# What could i overclock to?



## Getparanoid (Apr 30, 2012)

so i have a 3.40Ghz processor and i am wanting to know what i could get if i overclock my CPU. Also what is needed for over-clocking and what are the dangers..?


----------



## greenbrucelee (Apr 24, 2007)

Nobody can answer your question as it has a lot to do with what equipment you have which you havent told us about.

And overclocking isn't an exact science.

Please tell us your specs including make and model of power supply.


----------



## Getparanoid (Apr 30, 2012)

Make: ASUS

Processor: Intel Core i7-2600 CPU @ 3.40 (8 CPUS)

Memory: 8192MB RAM

MotherBoard: ASUSTEk CM6630_CM6730_CM6830

Video: NVIDIA GeForce GT 530 w/1024MB

HDD: Seagate ST32000641AS 2000GB @ 7200 RPM

I have no clue what power supply i have


----------



## Johnny1982 (Oct 15, 2010)

Your PSU is the most important component when overclocking along with a decent cooling solution. If you haven't got a good quality PSU, don't attempt an overclock as it puts a lot of stress on components and a low quality PSU will not cope with the demand.

○ ○ ○ ○ ○ ○ ○

> [Check your understanding]:
- A) Answer these from the overclocking thread:
(i) What clock speed does Getparanoid's processor run at?
(ii) What hard drive model is listed in the specs?
(iii) Which component does Johnny1982 call the most important when overclocking?
- B) Write the next post in the overclocking forum thread, following Johnny1982's reply.

> [Material provided]:

○ ○ ○ ○ ○ ○ ○

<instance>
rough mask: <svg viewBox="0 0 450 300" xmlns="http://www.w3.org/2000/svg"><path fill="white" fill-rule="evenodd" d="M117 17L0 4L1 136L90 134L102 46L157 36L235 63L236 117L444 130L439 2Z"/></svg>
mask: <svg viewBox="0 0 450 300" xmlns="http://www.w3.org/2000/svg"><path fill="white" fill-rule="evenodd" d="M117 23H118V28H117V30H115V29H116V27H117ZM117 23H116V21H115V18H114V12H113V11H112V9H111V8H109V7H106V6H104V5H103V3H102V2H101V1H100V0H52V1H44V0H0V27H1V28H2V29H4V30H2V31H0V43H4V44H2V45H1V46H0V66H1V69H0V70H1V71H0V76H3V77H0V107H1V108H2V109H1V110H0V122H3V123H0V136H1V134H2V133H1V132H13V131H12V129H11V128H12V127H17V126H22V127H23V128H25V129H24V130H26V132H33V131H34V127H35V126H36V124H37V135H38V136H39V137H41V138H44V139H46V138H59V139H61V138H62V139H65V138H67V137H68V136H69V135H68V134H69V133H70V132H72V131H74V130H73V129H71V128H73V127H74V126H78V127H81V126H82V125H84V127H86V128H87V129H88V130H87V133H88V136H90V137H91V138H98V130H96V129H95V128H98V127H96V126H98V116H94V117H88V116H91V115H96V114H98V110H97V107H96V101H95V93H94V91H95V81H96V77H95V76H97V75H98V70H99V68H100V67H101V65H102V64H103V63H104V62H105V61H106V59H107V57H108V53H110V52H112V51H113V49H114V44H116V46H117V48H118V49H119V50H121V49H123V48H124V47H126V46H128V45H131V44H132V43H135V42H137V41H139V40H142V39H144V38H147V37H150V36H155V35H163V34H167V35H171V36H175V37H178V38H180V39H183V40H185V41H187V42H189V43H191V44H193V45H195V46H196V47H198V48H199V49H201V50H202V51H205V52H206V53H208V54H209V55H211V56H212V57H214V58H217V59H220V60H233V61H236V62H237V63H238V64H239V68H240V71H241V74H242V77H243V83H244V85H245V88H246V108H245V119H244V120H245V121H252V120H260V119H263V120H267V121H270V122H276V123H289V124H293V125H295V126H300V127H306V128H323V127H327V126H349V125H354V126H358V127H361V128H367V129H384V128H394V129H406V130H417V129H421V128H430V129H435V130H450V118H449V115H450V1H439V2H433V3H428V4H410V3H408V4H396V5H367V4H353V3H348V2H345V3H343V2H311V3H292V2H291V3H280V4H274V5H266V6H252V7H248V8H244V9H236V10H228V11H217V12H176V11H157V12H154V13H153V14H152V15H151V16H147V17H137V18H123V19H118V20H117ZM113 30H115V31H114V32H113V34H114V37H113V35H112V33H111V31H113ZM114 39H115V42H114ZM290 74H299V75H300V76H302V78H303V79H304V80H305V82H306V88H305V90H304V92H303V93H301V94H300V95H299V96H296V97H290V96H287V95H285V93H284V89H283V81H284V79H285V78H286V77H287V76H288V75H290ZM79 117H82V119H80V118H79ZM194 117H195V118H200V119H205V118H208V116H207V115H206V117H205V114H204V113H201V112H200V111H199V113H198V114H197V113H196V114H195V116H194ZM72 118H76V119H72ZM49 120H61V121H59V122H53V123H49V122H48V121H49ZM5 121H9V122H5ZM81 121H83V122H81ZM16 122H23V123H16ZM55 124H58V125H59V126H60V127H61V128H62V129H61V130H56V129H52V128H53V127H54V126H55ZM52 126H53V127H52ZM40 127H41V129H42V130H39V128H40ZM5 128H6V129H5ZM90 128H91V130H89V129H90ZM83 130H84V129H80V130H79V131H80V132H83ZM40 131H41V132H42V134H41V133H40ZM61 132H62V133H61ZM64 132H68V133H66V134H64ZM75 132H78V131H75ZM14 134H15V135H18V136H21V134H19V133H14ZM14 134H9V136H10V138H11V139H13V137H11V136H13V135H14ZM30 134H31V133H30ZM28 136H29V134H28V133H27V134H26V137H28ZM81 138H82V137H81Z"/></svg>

○ ○ ○ ○ ○ ○ ○

> [Results of the exercise]:
- A)
(i) 3.40GHz
(ii) Seagate ST32000641AS
(iii) The PSU (power supply)

- B)
Looking on Asus's Website I see your PC is a pre-built OEM spec machine with only a 300w PSU. So don't try overclocking unless you upgrade your PSU. OEM spec PSU's are notorious for being low-quality.

OEM = Original Equipment Manufacturer


----------



## greenbrucelee (Apr 24, 2007)

As Johnny1982 has correctly pointed out you have an oem system which will have the normal cooling and has a low quality piece of junk power supply. These both mean you should not overclock otherwise you will get problems.

Your BIOS is most likely locked which means you wont be able to change the settings needed to overclock succesfully.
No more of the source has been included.